Problem
Find every line in the material below that contains the word "wearing" and copy each one.

----- Material for this exercise

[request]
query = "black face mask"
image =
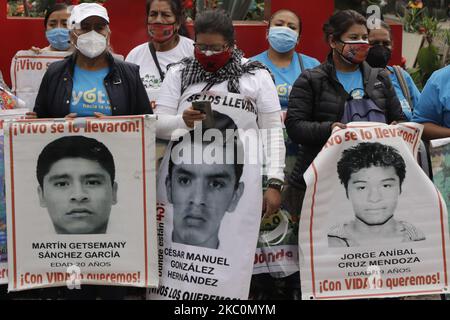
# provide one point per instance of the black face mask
(379, 56)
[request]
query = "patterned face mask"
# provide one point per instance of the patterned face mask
(354, 52)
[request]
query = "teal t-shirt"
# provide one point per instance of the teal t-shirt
(414, 92)
(352, 83)
(285, 77)
(89, 93)
(434, 102)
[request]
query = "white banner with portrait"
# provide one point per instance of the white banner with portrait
(81, 202)
(373, 225)
(5, 115)
(209, 204)
(28, 69)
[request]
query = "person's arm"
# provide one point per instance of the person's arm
(413, 90)
(170, 124)
(142, 102)
(167, 106)
(433, 131)
(394, 112)
(429, 112)
(41, 103)
(273, 143)
(269, 120)
(300, 124)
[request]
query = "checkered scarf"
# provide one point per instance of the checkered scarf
(194, 73)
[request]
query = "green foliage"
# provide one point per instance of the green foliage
(428, 62)
(413, 19)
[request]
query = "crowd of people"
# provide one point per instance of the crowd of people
(298, 98)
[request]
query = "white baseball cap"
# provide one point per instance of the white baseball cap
(86, 10)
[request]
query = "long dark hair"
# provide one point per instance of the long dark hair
(49, 11)
(215, 21)
(340, 22)
(178, 10)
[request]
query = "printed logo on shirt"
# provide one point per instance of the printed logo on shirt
(284, 89)
(357, 93)
(151, 82)
(91, 99)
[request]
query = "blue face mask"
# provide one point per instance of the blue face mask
(58, 38)
(282, 39)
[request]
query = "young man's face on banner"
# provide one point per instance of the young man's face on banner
(201, 194)
(374, 194)
(78, 194)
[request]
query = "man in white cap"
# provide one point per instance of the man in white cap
(91, 82)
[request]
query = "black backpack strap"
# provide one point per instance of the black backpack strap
(300, 60)
(372, 79)
(403, 85)
(155, 59)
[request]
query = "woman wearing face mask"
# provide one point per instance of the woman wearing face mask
(56, 30)
(91, 72)
(285, 28)
(379, 55)
(334, 94)
(239, 88)
(219, 67)
(165, 22)
(283, 35)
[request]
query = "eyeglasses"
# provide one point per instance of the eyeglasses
(213, 48)
(98, 27)
(381, 43)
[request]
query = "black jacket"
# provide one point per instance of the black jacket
(317, 100)
(123, 84)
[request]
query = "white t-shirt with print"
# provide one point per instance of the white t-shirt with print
(258, 86)
(142, 56)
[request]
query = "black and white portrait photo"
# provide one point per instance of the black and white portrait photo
(372, 175)
(202, 194)
(81, 192)
(77, 186)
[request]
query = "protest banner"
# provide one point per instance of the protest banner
(373, 225)
(81, 202)
(440, 163)
(5, 115)
(209, 204)
(28, 69)
(277, 248)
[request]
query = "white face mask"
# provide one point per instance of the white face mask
(91, 44)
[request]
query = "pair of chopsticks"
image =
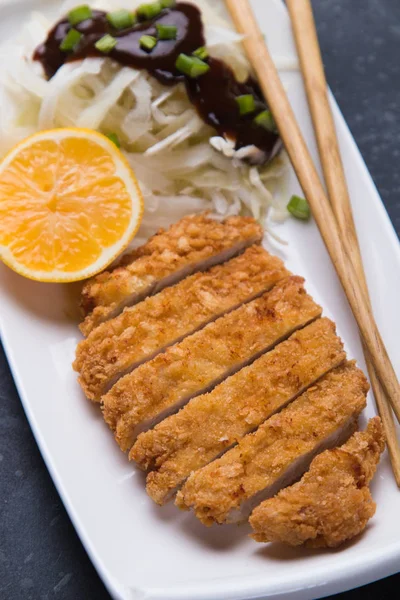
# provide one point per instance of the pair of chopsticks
(334, 216)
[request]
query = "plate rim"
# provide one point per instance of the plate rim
(366, 572)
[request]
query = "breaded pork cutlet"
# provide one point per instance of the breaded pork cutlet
(211, 424)
(195, 243)
(331, 503)
(279, 452)
(161, 386)
(117, 347)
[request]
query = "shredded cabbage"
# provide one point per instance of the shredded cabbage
(181, 164)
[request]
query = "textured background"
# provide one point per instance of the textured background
(41, 557)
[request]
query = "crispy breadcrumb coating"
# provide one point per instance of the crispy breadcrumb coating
(193, 244)
(194, 366)
(279, 451)
(331, 503)
(115, 348)
(211, 424)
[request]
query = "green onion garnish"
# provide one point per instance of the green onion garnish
(166, 32)
(148, 42)
(79, 14)
(191, 66)
(106, 44)
(121, 19)
(299, 208)
(266, 120)
(246, 104)
(149, 11)
(201, 53)
(115, 139)
(71, 40)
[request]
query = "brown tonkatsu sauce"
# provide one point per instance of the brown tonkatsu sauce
(213, 93)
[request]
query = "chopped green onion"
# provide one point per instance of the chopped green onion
(191, 66)
(148, 42)
(121, 19)
(166, 32)
(71, 40)
(246, 104)
(106, 44)
(299, 208)
(115, 139)
(79, 14)
(266, 120)
(149, 11)
(201, 53)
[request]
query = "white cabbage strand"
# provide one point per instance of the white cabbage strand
(181, 165)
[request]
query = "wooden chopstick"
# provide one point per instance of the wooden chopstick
(301, 160)
(312, 69)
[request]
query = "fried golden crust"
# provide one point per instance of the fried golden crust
(221, 489)
(206, 357)
(188, 246)
(212, 423)
(114, 348)
(332, 503)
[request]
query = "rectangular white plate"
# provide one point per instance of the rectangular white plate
(139, 550)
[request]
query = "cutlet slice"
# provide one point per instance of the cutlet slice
(141, 332)
(211, 424)
(195, 243)
(160, 387)
(331, 503)
(279, 452)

----------

Reply
query = "woman wearing face mask"
# provide one point per instance of the woman wearing face mask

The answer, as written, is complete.